Omit all pictures, then retype the data exactly as given.
-- start of Provided entries --
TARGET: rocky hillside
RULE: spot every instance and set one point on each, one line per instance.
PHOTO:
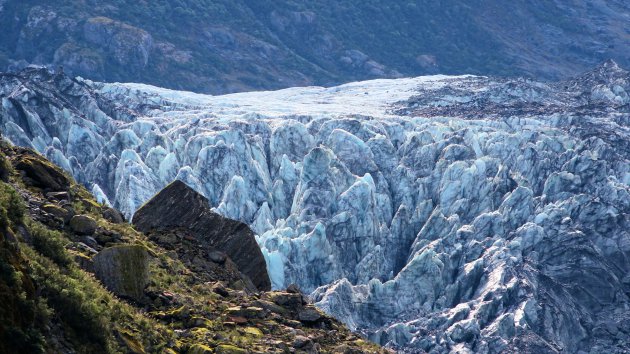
(437, 214)
(75, 278)
(218, 46)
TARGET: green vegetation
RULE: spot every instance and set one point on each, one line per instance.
(51, 302)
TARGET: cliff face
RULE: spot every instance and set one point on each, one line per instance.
(178, 207)
(221, 46)
(74, 278)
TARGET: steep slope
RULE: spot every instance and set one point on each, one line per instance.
(219, 46)
(56, 241)
(437, 213)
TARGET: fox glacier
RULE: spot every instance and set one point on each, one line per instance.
(434, 214)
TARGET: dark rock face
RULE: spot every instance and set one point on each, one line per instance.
(179, 207)
(43, 175)
(83, 225)
(126, 44)
(124, 270)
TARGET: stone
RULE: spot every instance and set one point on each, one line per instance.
(220, 289)
(58, 195)
(293, 289)
(42, 174)
(114, 216)
(199, 349)
(217, 257)
(309, 314)
(302, 342)
(179, 206)
(90, 241)
(124, 270)
(83, 224)
(57, 211)
(229, 349)
(288, 300)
-- end of Provided entries --
Response below:
TARGET: rocky hillside
RULE: spot every instance and set one point on each, one line per instance.
PHOTO:
(437, 214)
(75, 278)
(218, 46)
TARGET: green vegetation
RULE: spot every instance and set one point on each, one line per instance.
(51, 302)
TARGET: cliff face
RULE: spot every instance and set one point on each, one line per instance.
(178, 207)
(221, 46)
(74, 278)
TARGET: steep slope
RULE: spot every instance and set one point on each, one line per instance.
(219, 46)
(56, 241)
(437, 213)
TARGET: fox glacier
RULE: spot every instance and set one point on each, one line per instance.
(434, 214)
TARGET: dark rock face
RULE: spot every instance and set one point on each, one line per instance.
(179, 207)
(43, 175)
(83, 225)
(126, 44)
(124, 270)
TARGET: stone
RULE: spot every instance and set one point on each, one line per instance.
(220, 289)
(58, 195)
(293, 289)
(42, 174)
(114, 216)
(199, 349)
(217, 257)
(309, 314)
(302, 342)
(179, 206)
(90, 241)
(124, 270)
(83, 224)
(57, 211)
(229, 349)
(288, 300)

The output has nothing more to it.